(GIVEN INSTRUCTION):
Copy every line of the records starting at the line that contains "Practice step: point at the woman in yellow" and ending at the last line of the records, both included, and increase each coordinate in the answers by 11.

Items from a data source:
++++++++++++++++++++

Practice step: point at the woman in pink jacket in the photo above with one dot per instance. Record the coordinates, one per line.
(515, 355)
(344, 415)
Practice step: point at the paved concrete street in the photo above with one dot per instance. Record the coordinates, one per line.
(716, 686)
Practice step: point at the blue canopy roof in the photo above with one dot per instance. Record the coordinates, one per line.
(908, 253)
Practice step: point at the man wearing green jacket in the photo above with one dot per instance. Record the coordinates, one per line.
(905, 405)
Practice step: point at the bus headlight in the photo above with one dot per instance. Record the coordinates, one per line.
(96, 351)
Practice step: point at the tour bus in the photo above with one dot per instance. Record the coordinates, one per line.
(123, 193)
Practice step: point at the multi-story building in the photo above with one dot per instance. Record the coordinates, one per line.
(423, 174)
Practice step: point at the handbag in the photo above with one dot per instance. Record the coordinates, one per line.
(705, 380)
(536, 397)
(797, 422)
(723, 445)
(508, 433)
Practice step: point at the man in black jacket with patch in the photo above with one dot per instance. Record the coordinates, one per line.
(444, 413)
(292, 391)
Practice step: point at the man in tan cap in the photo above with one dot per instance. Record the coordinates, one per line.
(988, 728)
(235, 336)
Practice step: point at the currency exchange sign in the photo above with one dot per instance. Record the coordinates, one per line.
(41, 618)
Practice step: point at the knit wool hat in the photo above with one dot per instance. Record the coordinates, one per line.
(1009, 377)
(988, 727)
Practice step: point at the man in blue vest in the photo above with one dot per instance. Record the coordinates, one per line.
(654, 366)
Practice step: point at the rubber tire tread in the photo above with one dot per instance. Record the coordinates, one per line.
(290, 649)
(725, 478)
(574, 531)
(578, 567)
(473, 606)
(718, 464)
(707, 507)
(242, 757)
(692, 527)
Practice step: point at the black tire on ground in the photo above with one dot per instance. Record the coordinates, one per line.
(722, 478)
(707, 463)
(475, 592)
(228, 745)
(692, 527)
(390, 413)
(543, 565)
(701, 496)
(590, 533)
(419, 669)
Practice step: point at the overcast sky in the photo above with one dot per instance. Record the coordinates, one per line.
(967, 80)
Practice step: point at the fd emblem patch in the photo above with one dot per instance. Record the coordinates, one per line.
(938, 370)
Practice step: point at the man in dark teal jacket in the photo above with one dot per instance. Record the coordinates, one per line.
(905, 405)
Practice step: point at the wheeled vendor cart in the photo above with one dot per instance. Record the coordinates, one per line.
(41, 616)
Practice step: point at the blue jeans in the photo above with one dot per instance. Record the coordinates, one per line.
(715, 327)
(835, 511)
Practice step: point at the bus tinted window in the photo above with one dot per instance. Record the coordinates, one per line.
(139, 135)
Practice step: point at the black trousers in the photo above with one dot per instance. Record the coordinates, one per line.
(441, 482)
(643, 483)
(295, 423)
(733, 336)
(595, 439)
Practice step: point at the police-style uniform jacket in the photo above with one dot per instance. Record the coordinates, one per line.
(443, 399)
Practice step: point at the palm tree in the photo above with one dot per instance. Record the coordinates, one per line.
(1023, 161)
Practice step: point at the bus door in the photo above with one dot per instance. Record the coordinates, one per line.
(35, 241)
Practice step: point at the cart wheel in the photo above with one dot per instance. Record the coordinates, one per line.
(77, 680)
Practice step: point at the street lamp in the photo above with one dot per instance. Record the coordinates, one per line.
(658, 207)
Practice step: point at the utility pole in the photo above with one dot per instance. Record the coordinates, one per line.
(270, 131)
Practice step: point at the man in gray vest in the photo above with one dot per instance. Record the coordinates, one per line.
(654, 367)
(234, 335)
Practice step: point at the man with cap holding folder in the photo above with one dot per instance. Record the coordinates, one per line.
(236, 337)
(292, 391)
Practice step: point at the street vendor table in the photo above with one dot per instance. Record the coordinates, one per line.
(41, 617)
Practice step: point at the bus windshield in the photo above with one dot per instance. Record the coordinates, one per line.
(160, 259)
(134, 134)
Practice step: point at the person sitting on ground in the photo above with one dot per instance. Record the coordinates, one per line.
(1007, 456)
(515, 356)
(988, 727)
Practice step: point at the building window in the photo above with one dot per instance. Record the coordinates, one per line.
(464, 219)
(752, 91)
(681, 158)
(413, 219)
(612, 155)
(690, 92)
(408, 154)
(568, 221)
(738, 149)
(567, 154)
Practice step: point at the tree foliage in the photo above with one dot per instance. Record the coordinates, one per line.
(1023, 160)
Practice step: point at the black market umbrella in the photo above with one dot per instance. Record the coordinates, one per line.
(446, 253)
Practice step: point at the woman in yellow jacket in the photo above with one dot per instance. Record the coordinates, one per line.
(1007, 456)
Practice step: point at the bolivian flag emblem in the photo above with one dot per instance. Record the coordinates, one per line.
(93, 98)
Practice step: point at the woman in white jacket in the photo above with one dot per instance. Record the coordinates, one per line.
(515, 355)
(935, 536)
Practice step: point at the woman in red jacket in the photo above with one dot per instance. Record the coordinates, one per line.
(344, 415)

++++++++++++++++++++

(IN RESPONSE):
Practice step: point at the woman in yellow jacket in the photo above with one dot per instance. Record the coordinates, one per line.
(1018, 467)
Practice step: point at the bolivian flag emblem in the photo above with one dot per instance. Record the coordinates, one per line.
(104, 109)
Practice step: point at the woman in white jacket in the photo above with one dot per instance. Record the coordinates, one per line.
(526, 366)
(946, 547)
Practice step: point at the woman in red jacket in the photo above with one dot per instance. Record the coordinates, one per line.
(355, 426)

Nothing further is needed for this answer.